Can you share the e-mail where you received this information ?


----------



## Macca1973 (Jan 24, 2021)

Yukoner1 said:


> Can you share the e-mail where you received this information ?


No problem, here it is.


----------



## Yukoner1 (Aug 26, 2019)

Macca1973 said:


> No problem, here it is.


OK, so first thing here is that that's not "Oris". That's a third party retailer. Also, they did not tell you that 20/25 rotations is fully wound. They told you "we usually recommend winding your watch a full 20/25 if you are using a watch winder". So they're saying that you should manually wind 20/25 full crown rotations BEFORE putting it onto the watch winder.

This is why I asked you to post the actual correspondence. I believe you have misunderstood what they said, not to mention, "they" is a retailer, not Oris the manufacturer themselves.


----------



## ACL-Watch (May 23, 2018)

Yukoner1 said:


> OK, so first thing here is that that's not "Oris". That's a third party retailer. Also, they did not tell you that 20/25 rotations is fully wound. They told you "we usually recommend winding your watch a full 20/25 if you are using a watch winder". So they're saying that you should manually wind 20/25 full crown rotations BEFORE putting it onto the watch winder.
> 
> This is why I asked you to post the actual correspondence. I believe you have misunderstood what they said, not to mention, "they" is a retailer, not Oris the manufacturer themselves.


Speaking of Oris themselves, I have written to them on a few occasions and they usually get back to me within a couple of days tops.


----------



## Robotaz (Jan 18, 2012)

Yukoner1 said:


> OK, so first thing here is that that's not "Oris". That's a third party retailer. Also, they did not tell you that 20/25 rotations is fully wound. They told you "we usually recommend winding your watch a full 20/25 if you are using a watch winder". So they're saying that you should manually wind 20/25 full crown rotations BEFORE putting it onto the watch winder.
# # # # #
#### Exercise instructions:
a - For the watch-winding thread, mark each statement yes or no and quote the exact words of the thread that decide it. (i) Yukoner1 says the e-mail came from Oris the manufacturer. (ii) Yukoner1 reads the advice as manually winding 20/25 full crown rotations before using the watch winder. (iii) ACL-Watch says Oris usually replies within a couple of days at most.
b - Extend the watch-winding thread by a few lines, picking up right after its final quoted passage.

#### Data lines:
# # # # #
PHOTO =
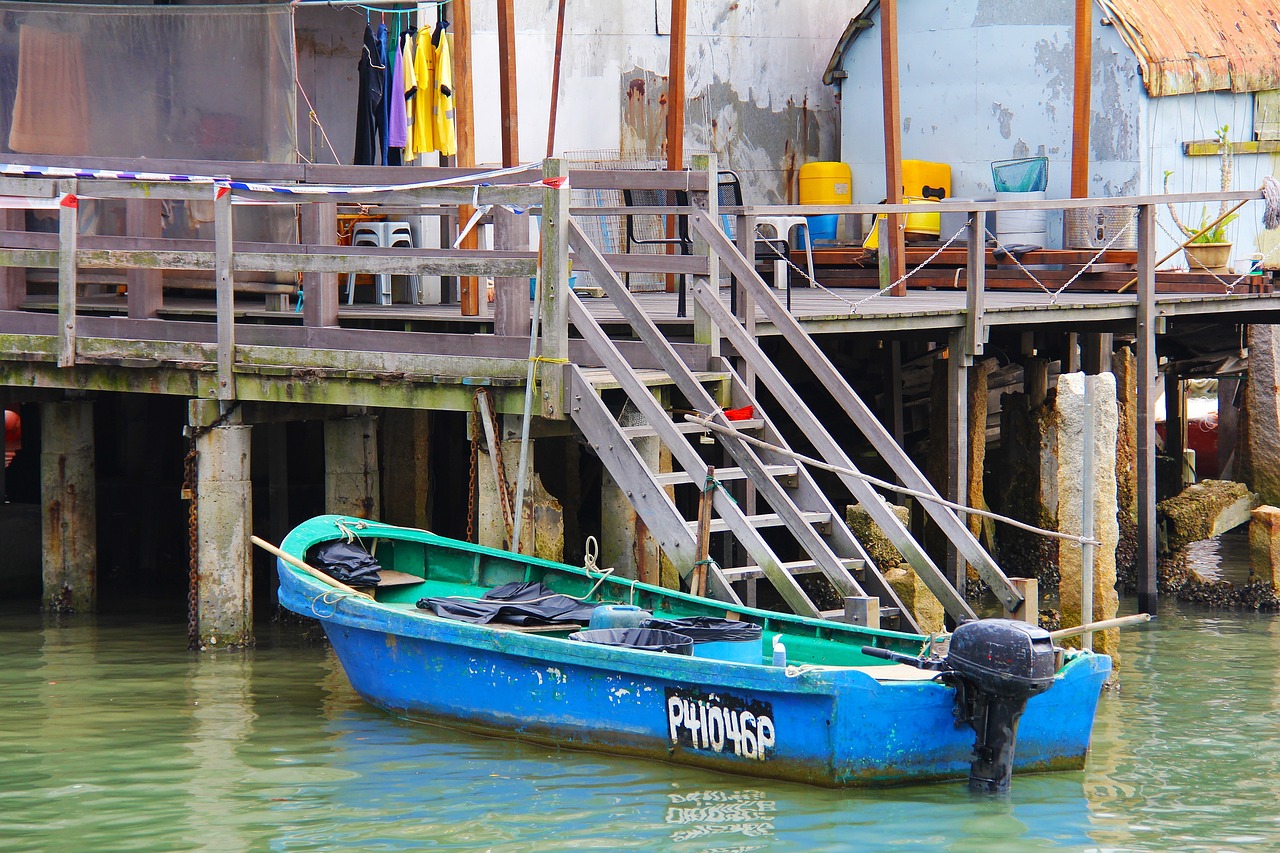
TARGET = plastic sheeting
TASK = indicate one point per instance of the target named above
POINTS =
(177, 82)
# # # # #
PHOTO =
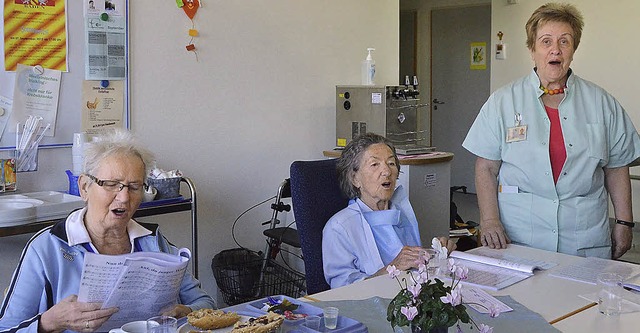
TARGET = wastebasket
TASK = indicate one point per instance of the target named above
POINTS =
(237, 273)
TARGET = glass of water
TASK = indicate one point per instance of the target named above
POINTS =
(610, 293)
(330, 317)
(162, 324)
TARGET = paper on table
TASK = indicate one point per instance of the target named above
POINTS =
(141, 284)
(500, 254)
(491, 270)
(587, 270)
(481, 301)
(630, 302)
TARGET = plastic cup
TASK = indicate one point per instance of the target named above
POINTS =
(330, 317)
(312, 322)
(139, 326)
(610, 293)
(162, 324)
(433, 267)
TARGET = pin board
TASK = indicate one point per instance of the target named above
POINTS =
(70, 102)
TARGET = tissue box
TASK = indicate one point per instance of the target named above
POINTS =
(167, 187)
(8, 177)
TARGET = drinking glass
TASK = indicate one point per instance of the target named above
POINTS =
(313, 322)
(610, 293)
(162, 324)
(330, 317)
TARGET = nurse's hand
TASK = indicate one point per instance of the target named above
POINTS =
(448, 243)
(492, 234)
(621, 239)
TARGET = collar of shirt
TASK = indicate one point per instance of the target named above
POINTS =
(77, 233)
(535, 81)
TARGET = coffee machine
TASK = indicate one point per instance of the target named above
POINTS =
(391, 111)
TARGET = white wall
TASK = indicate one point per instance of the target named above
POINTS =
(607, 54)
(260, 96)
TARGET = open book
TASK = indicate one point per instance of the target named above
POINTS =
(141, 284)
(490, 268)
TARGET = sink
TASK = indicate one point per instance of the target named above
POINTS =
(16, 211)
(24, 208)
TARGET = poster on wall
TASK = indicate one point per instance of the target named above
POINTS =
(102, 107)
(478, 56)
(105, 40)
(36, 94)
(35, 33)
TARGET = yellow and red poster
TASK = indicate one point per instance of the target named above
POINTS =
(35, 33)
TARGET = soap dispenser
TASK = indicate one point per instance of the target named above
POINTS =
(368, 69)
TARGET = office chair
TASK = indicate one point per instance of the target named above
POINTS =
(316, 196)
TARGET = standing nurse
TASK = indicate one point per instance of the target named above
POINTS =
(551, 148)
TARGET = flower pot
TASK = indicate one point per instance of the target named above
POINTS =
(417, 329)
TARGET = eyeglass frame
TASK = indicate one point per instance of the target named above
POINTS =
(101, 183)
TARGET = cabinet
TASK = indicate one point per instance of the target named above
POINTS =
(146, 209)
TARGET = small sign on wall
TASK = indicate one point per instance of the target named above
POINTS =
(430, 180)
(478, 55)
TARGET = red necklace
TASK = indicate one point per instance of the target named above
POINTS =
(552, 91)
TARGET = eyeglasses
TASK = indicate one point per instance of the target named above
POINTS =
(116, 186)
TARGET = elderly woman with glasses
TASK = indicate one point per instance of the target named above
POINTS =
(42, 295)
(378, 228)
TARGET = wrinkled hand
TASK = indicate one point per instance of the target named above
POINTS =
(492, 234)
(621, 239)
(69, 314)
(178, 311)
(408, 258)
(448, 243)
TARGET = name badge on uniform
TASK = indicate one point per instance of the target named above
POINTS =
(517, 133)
# # # # #
#### Responses by task:
a -
(i) No: "That's a third party retailer."
(ii) Yes: "you should manually wind 20/25 full crown rotations BEFORE putting it onto the watch winder."
(iii) Yes: "they usually get back to me within a couple of days tops."

b -
> 
> This is why I asked you to post the actual correspondence. I believe you have misunderstood what they said, not to mention, "they" is a retailer, not Oris the manufacturer themselves.


No reason to address him like he's an invalid child.

The notion the movement needs to be wound before going on a winder indicates someone has no idea what they're talking about.


----------



## JacobC (Aug 21, 2013)

Robotaz said:


> No reason to address him like he's an invalid child.
> 
> The notion the movement needs to be wound before going on a winder indicates someone has no idea what they're talking about.


You should always hand start an automatic if you care about timekeeping performance.


----------



## Robotaz (Jan 18, 2012)

JacobC said:


> You should always hand start an automatic if you care about timekeeping performance.


Winding a watch before you put it on a winder has no effect whatsoever.


----------



## Macca1973 (Jan 24, 2021)

Yukoner1 said:


> OK, so first thing here is that that's not "Oris". That's a third party retailer. Also, they did not tell you that 20/25 rotations is fully wound. They told you "we usually recommend winding your watch a full 20/25 if you are using a watch winder". So they're saying that you should manually wind 20/25 full crown rotations BEFORE putting it onto the watch winder.
> 
> This is why I asked you to post the actual correspondence. I believe you have misunderstood what they said, not to mention, "they" is a retailer, not Oris the manufacturer themselves.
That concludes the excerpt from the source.